### Work required
Answer from the passage on root canal treatment below:
(a) What reasons does it give for a tooth dying?
(b) What material is often used to seal the root canals at the later visit?
(c) Overall, how many visits does it say the procedure takes?

### Passage
- - - - -
– Root canals ideally would always be at least two visits, sometimes three visits. What’s involved step-by-step with root canal procedures? Basically, it’s a treatment that’s required if you’ve had a tooth that’s died. Teeth can die for many reasons, either through trauma, previous dental work, sometimes decay it’s quite deep, and so as the nerve in the tooth dies, it becomes necrotic. So it breaks down and produces bacteria. And these bacteria live inside the root canals of the tooth. And that’s what causes the tooth to access. It’s the bacteria in the tooth infecting the bone under the tooth, and that’s how you end up with a dental abscess.
So what’s involved with the root canal procedure is, that you’re going to sort of taking out probably some filling out of the tooth to open up the pulp chamber in the tooth, and locate these root canals. And what we do then is clean them out, we can establish how long the roots are of the tooth, we sort of go down the canals and we clean the canal out so that we’re removing any of the debris, and we’re irrigating at the same time with medicaments to kill off any bacteria. And at that point in time you would then get in and pop some antibiotic paste in the tooth, you’d seal it up, and then at a later date you would go back in again to remove the paste and then seal the root canals often with a material like gutta-percha, which is a very inert rubbery sort of material.
So root canals ideally would always be at least two visits, sometimes three visits, and in certain circumstances, you might be able to do it in a visit. But overall I’d say, at least a two-visit procedure.
- - - - -
### Given information
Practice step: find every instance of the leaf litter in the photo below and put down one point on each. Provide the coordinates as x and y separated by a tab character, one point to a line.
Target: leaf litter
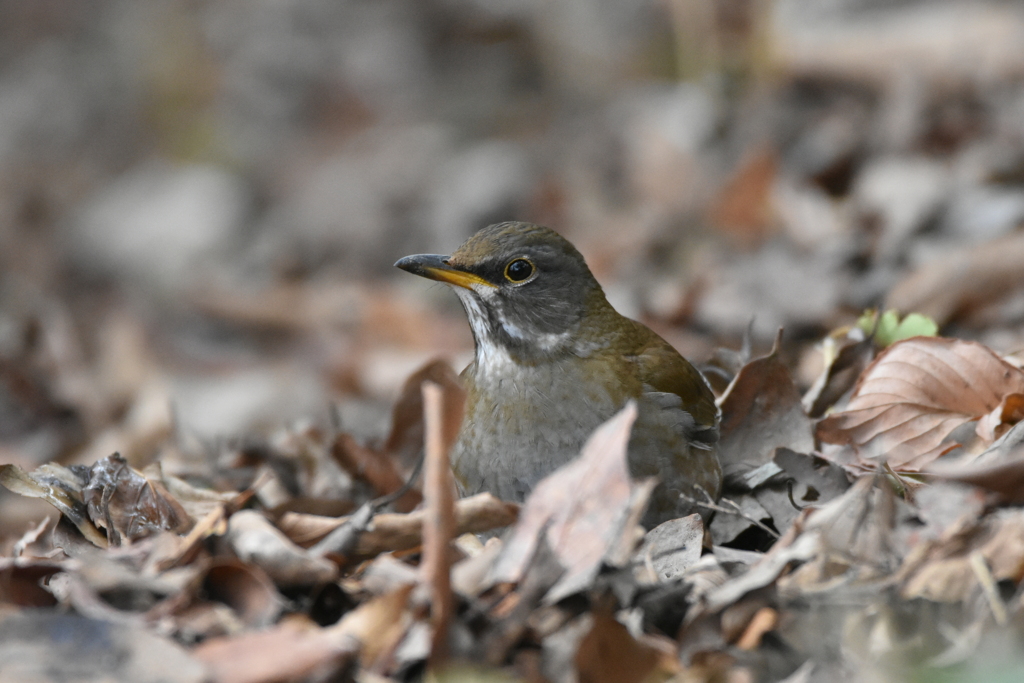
574	589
- - - - -
### Exercise solution
(a) Trauma, previous dental work, and sometimes deep decay.
(b) Gutta-percha, a very inert, rubbery material.
(c) At least two visits.